## Exercise prompt
Go through the data below and return each line containing the word "blue".

## Available data
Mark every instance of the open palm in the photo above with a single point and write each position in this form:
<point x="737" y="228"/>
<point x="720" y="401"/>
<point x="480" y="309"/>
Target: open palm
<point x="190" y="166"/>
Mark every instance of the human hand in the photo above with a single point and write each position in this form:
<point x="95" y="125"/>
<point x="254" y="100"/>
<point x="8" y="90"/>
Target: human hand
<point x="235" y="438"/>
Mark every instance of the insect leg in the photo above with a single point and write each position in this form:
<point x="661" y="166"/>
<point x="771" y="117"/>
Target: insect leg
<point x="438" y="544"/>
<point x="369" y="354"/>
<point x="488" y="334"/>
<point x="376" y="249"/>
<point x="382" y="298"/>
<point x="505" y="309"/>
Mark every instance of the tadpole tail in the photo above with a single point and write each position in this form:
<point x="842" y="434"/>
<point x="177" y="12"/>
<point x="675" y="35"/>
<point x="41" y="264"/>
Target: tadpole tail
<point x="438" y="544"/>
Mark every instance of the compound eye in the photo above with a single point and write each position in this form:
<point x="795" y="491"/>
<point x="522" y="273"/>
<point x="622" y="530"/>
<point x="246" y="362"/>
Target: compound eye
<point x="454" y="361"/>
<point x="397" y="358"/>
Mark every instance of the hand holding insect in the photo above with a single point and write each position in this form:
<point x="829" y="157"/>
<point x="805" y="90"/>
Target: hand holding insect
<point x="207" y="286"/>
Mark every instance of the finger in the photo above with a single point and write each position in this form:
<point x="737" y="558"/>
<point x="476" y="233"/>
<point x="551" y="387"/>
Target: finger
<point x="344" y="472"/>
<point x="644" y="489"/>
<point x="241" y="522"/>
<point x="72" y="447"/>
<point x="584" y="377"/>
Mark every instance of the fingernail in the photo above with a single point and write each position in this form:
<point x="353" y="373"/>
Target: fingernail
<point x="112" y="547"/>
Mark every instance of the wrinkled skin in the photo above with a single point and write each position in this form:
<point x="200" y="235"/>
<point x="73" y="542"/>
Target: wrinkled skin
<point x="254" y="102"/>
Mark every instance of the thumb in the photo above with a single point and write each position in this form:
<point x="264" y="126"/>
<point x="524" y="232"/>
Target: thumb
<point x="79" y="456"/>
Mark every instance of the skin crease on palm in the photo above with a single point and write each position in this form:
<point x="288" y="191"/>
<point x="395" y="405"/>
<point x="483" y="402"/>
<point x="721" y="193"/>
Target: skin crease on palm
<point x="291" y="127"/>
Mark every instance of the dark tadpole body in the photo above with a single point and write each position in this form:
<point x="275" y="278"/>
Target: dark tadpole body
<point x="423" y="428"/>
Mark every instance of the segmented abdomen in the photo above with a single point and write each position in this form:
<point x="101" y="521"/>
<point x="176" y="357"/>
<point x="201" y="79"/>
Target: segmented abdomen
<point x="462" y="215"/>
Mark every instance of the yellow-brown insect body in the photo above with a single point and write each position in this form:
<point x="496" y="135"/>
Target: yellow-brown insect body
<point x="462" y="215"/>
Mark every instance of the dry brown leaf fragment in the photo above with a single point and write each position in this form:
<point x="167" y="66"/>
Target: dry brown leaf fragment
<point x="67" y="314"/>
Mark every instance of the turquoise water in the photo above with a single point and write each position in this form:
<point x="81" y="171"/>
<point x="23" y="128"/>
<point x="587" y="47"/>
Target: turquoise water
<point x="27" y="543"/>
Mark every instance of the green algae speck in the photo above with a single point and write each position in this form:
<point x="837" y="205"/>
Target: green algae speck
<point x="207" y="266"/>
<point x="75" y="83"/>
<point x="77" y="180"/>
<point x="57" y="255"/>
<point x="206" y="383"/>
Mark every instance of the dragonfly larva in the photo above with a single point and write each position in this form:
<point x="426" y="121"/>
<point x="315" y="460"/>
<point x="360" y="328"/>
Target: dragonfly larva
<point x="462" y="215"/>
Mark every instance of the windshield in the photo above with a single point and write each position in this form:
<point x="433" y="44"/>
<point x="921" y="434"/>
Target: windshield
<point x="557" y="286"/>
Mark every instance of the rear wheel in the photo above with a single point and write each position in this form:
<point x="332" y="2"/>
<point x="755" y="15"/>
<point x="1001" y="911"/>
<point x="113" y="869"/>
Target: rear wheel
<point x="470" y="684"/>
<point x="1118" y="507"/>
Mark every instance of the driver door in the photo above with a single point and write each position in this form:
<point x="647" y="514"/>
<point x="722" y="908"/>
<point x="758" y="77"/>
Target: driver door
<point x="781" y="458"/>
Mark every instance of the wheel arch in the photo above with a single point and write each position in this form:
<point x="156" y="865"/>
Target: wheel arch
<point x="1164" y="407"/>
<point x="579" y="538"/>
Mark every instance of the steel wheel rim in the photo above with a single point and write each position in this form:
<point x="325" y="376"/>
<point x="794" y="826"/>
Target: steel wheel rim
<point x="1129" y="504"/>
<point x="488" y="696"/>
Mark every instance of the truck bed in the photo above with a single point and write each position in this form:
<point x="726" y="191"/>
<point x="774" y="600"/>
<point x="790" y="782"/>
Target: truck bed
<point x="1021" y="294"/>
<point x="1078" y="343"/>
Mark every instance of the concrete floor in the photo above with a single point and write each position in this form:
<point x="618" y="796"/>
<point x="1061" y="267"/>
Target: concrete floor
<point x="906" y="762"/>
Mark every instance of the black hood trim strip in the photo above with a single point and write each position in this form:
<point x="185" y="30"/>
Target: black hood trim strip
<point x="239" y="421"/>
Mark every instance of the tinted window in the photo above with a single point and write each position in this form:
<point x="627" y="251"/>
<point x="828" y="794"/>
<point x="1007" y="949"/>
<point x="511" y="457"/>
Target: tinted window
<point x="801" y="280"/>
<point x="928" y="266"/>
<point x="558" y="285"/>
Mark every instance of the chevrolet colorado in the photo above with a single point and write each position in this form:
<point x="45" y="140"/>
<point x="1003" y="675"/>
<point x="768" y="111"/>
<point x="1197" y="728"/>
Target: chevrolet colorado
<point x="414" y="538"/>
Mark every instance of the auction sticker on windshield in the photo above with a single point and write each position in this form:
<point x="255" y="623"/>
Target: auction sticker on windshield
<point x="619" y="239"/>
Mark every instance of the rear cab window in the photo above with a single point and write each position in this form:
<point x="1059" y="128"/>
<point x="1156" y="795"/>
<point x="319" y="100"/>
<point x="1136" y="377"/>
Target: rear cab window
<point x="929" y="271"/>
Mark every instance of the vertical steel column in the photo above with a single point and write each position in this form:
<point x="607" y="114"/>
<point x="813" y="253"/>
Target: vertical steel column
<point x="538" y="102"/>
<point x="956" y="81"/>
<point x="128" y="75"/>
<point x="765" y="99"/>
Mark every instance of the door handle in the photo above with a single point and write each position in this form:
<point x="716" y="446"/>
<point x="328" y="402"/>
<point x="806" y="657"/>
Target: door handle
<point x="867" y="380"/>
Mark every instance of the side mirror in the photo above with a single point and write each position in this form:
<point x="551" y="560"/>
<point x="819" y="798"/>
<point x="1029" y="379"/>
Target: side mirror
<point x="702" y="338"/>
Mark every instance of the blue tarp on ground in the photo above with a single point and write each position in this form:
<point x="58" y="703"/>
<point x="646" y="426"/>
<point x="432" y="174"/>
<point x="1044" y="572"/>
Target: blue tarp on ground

## Your response
Mark every instance of the blue tarp on ground in the photo above with a single point and write each position in this form:
Target: blue tarp on ground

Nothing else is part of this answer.